Exercise instructions: Reproduce the listing below word for word, from its first line up to and including the line that contains "[91,61,184,168]". Leave the pictures out of your answer.

Stored data:
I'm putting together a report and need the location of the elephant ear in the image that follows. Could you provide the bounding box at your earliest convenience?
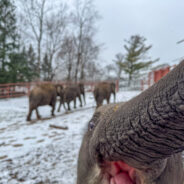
[90,61,184,168]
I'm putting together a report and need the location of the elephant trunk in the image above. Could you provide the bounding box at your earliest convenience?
[91,61,184,168]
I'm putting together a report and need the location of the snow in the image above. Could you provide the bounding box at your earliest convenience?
[0,91,140,184]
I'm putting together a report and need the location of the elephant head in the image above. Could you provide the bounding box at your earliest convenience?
[77,61,184,184]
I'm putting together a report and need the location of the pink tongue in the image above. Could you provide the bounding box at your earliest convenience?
[114,173,133,184]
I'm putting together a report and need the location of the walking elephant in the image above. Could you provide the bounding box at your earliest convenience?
[58,84,82,112]
[77,61,184,184]
[27,84,57,121]
[78,82,86,104]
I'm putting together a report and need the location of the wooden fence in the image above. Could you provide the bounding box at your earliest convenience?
[0,81,119,99]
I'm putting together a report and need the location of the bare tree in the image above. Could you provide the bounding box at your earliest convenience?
[20,0,48,77]
[113,53,124,79]
[44,4,68,77]
[58,35,76,81]
[80,36,100,80]
[72,0,99,81]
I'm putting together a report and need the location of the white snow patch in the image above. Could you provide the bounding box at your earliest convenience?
[0,91,140,184]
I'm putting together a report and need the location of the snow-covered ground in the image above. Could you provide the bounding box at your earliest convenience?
[0,91,140,184]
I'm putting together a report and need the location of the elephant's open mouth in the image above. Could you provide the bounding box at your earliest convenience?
[102,161,140,184]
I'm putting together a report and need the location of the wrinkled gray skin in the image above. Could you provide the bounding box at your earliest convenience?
[58,84,82,112]
[93,82,116,107]
[78,82,86,104]
[27,84,57,121]
[77,61,184,184]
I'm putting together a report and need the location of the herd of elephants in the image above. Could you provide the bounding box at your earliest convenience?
[28,61,184,184]
[27,82,116,121]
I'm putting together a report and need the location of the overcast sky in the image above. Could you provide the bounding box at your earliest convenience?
[95,0,184,65]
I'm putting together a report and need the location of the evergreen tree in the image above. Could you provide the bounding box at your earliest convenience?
[119,35,158,86]
[0,0,18,83]
[7,49,29,83]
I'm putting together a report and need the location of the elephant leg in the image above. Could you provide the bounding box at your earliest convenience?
[63,102,66,110]
[26,108,33,121]
[51,104,55,116]
[73,98,76,109]
[35,108,41,119]
[83,94,86,105]
[67,102,71,111]
[78,95,82,107]
[58,101,61,112]
[106,97,110,104]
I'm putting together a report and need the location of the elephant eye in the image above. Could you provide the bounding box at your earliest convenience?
[89,121,95,131]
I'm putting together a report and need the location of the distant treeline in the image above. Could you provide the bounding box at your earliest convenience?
[0,0,156,85]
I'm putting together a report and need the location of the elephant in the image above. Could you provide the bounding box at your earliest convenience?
[58,84,82,112]
[93,82,116,108]
[27,84,58,121]
[77,60,184,184]
[78,82,86,104]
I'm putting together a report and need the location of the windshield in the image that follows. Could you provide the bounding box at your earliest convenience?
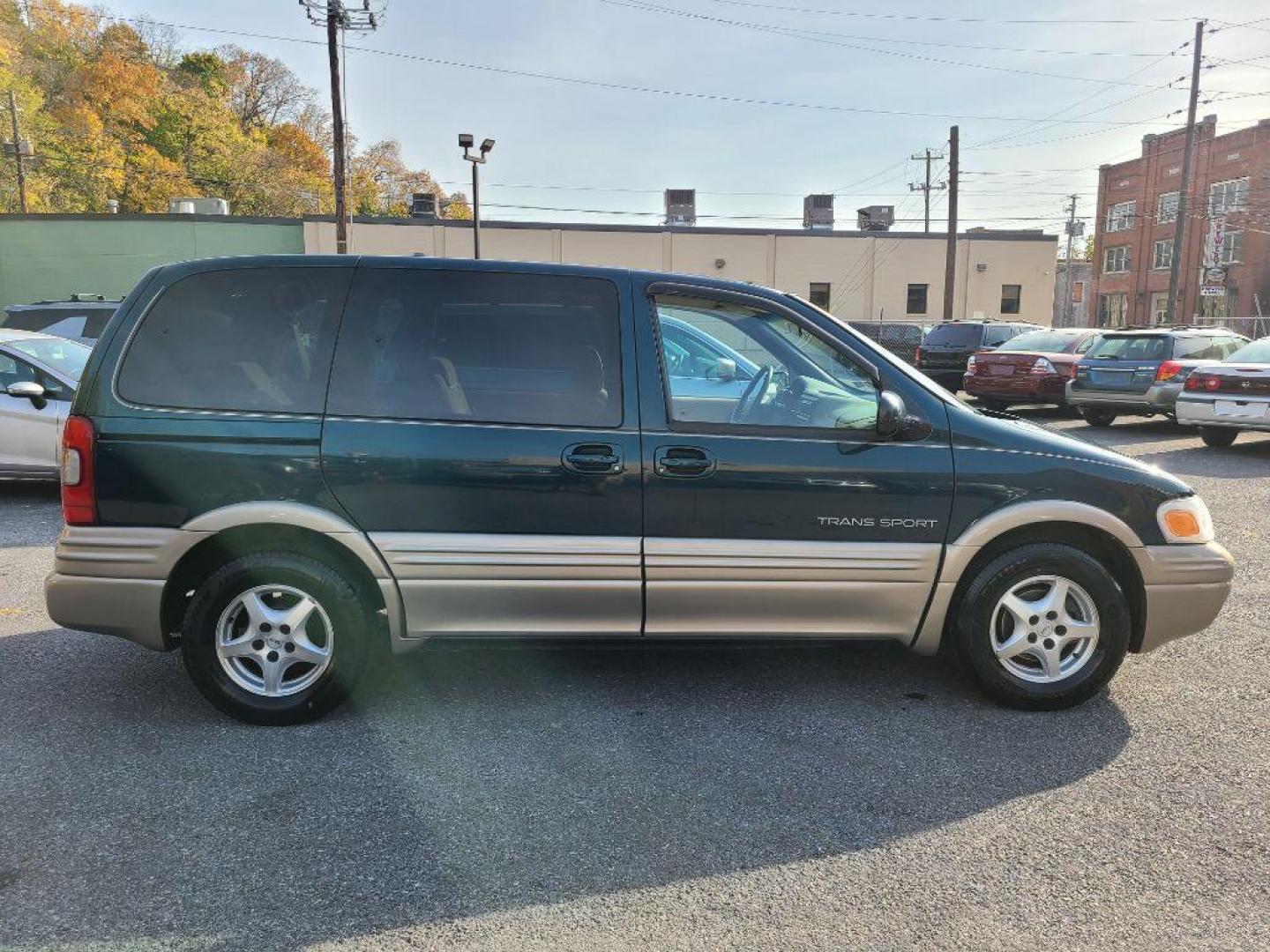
[9,338,93,383]
[1085,335,1169,361]
[1226,338,1270,363]
[997,330,1085,354]
[922,324,983,346]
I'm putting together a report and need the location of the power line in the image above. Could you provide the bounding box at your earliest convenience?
[691,0,1193,26]
[600,0,1193,86]
[589,0,1160,58]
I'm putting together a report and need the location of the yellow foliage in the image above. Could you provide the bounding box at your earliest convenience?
[0,0,470,217]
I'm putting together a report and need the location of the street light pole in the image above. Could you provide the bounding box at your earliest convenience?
[459,132,494,259]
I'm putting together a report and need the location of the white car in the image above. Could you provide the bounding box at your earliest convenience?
[0,328,92,480]
[1177,338,1270,447]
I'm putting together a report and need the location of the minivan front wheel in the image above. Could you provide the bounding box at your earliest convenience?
[956,543,1131,710]
[182,552,370,725]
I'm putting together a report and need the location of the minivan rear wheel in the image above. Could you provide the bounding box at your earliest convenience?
[955,542,1132,710]
[1199,427,1239,447]
[180,552,370,725]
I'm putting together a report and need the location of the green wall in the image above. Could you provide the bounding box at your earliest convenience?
[0,216,305,307]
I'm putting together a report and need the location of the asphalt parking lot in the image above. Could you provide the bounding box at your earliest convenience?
[0,413,1270,951]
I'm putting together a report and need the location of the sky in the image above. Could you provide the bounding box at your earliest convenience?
[103,0,1270,234]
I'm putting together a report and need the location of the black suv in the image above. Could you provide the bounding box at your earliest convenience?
[917,321,1042,393]
[47,255,1232,724]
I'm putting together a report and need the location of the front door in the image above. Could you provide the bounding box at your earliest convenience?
[636,285,952,643]
[323,262,643,636]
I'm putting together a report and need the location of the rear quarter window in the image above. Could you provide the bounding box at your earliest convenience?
[328,266,623,427]
[926,324,983,348]
[116,266,352,413]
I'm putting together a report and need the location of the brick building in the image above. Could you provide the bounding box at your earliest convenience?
[1091,115,1270,328]
[1054,257,1094,328]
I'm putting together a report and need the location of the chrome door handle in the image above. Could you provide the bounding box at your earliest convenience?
[653,447,716,479]
[560,443,623,476]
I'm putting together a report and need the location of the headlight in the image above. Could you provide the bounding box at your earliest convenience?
[1155,496,1213,542]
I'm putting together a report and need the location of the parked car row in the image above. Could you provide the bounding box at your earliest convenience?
[852,313,1270,447]
[0,328,92,479]
[1067,326,1249,427]
[0,294,119,346]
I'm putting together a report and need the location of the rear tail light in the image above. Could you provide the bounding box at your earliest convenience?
[63,416,96,525]
[1185,370,1221,391]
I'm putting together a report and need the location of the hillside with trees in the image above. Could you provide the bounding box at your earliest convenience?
[0,0,470,219]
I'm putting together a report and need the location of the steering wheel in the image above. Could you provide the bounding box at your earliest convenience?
[728,363,776,423]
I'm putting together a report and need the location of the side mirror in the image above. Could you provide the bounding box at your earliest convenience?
[5,380,49,410]
[877,390,908,439]
[706,357,736,383]
[877,390,932,439]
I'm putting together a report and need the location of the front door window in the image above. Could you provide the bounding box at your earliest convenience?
[656,294,878,434]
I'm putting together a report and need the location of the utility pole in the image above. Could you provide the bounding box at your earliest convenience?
[927,126,960,321]
[1169,20,1204,324]
[4,89,32,214]
[300,0,384,255]
[1063,194,1085,328]
[908,148,947,234]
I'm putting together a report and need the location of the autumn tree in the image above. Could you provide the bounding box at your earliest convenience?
[0,0,468,217]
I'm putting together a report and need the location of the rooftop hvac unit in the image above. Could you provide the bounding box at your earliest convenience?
[803,196,833,230]
[410,191,437,221]
[666,188,698,226]
[856,205,895,231]
[168,198,230,214]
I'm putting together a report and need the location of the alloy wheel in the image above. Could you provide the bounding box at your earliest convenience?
[990,575,1099,684]
[216,585,334,697]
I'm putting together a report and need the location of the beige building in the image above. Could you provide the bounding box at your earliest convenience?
[303,219,1058,325]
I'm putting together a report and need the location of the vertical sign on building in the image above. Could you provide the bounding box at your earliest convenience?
[1204,214,1226,268]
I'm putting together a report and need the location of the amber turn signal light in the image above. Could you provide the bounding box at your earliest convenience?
[1164,509,1203,539]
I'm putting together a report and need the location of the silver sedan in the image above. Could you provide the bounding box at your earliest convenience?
[1177,338,1270,447]
[0,328,92,479]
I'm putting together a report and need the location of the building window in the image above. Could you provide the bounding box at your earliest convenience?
[1106,202,1138,231]
[1207,179,1249,214]
[906,285,931,314]
[1221,231,1244,264]
[1001,285,1024,314]
[1102,245,1129,274]
[1099,294,1129,328]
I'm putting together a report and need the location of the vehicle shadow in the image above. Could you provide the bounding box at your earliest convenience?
[0,631,1129,949]
[0,480,63,548]
[1138,434,1270,480]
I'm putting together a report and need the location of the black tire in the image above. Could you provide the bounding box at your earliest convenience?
[1199,427,1239,447]
[180,552,373,725]
[953,542,1132,710]
[1080,407,1115,429]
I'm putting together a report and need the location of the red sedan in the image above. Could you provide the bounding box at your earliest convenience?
[963,328,1099,410]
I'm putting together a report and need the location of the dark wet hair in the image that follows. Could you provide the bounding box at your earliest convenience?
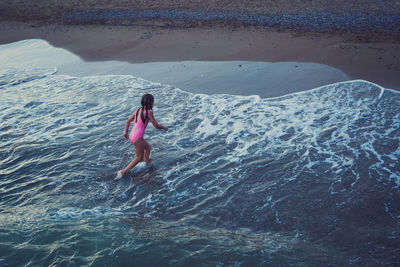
[135,94,154,123]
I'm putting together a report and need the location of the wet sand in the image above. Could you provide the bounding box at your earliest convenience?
[0,0,400,96]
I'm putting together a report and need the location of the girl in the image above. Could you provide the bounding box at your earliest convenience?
[119,94,168,177]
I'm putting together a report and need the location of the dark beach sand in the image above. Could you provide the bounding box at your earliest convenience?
[0,0,400,96]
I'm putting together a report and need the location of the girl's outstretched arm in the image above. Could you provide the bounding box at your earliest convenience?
[124,112,136,139]
[149,112,168,131]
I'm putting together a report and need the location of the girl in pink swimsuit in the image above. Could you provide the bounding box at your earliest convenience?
[119,94,168,177]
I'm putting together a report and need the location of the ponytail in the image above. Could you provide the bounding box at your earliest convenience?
[135,94,154,123]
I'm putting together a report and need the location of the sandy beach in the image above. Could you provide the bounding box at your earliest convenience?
[0,1,400,96]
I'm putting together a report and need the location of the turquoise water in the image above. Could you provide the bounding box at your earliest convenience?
[0,55,400,266]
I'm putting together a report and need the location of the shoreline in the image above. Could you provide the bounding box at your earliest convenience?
[0,21,400,93]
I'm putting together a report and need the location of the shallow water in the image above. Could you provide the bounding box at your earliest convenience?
[0,62,400,266]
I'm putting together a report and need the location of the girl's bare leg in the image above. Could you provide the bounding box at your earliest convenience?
[119,139,147,177]
[143,140,151,166]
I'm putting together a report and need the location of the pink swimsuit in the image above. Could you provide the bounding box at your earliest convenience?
[129,110,149,143]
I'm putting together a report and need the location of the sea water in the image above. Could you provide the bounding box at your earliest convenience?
[0,44,400,266]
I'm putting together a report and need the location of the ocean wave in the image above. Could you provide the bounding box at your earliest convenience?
[0,69,400,264]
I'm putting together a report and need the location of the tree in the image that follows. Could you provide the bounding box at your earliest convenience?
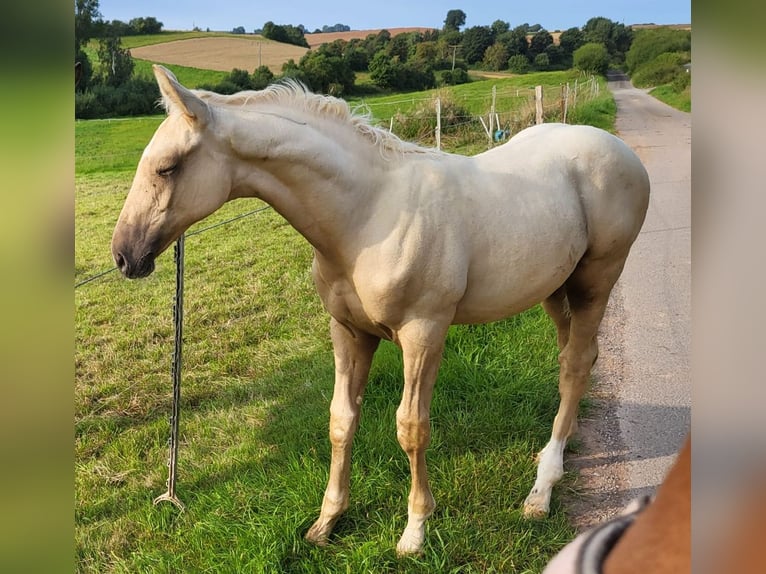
[461,26,494,64]
[625,28,692,74]
[508,54,529,74]
[490,20,511,38]
[261,20,309,48]
[529,29,553,59]
[497,29,529,56]
[535,52,551,71]
[128,16,162,35]
[98,36,133,86]
[369,50,398,88]
[386,34,410,62]
[483,42,508,70]
[582,16,633,63]
[250,66,274,90]
[299,51,356,96]
[74,0,101,52]
[559,28,585,56]
[444,10,466,32]
[572,42,609,75]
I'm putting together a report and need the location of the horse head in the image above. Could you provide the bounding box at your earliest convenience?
[112,65,231,278]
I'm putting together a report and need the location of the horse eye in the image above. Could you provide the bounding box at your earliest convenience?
[157,163,178,177]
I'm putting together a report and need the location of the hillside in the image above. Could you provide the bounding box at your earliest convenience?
[306,27,433,48]
[130,35,308,74]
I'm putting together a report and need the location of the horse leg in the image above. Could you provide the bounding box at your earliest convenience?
[543,285,570,351]
[524,257,625,518]
[306,319,380,545]
[396,323,448,555]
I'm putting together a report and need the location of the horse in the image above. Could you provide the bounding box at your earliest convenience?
[111,65,649,555]
[543,433,692,574]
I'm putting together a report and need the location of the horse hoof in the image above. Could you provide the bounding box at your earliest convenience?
[524,493,549,520]
[396,530,423,557]
[306,521,330,546]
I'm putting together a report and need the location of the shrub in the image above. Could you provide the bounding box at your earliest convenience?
[508,54,529,74]
[625,28,692,74]
[631,52,688,88]
[572,42,609,75]
[75,77,163,119]
[442,68,471,86]
[535,52,551,70]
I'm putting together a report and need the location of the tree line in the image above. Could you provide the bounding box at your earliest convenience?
[75,0,688,117]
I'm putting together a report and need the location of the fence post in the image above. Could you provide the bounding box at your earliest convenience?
[489,86,499,140]
[535,86,543,124]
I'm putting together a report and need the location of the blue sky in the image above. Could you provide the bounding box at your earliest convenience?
[99,0,691,32]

Expected answer:
I'm putting together a report and need the location of the elephant ear in the image that follows. Could you provide the bounding box at your earliest convenience?
[90,61,184,168]
I'm putting together a report and need the location of the elephant trunk in the image above. Could you provide the bounding box at your earliest convenience?
[91,61,184,168]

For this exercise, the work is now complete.